Dataset entries:
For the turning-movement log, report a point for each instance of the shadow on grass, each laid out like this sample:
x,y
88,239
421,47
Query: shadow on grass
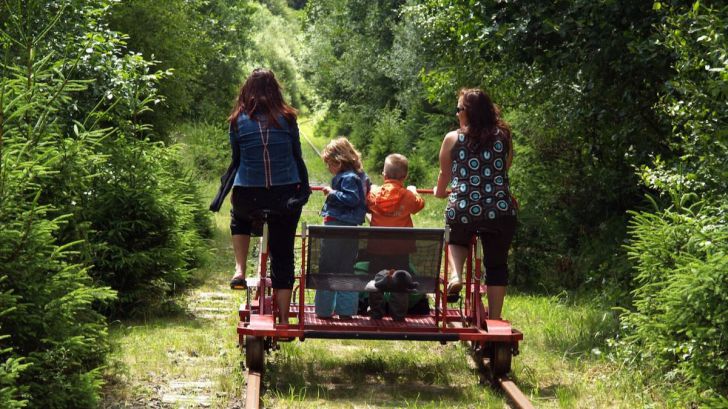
x,y
370,378
571,324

Aim of the exercise
Transcribe the records verbatim and omit the images.

Answer space
For the turning-movement log, report a point for each instance of the shadow on grass, each laid out like this sample:
x,y
88,239
421,47
Query: shadow on grass
x,y
370,378
571,324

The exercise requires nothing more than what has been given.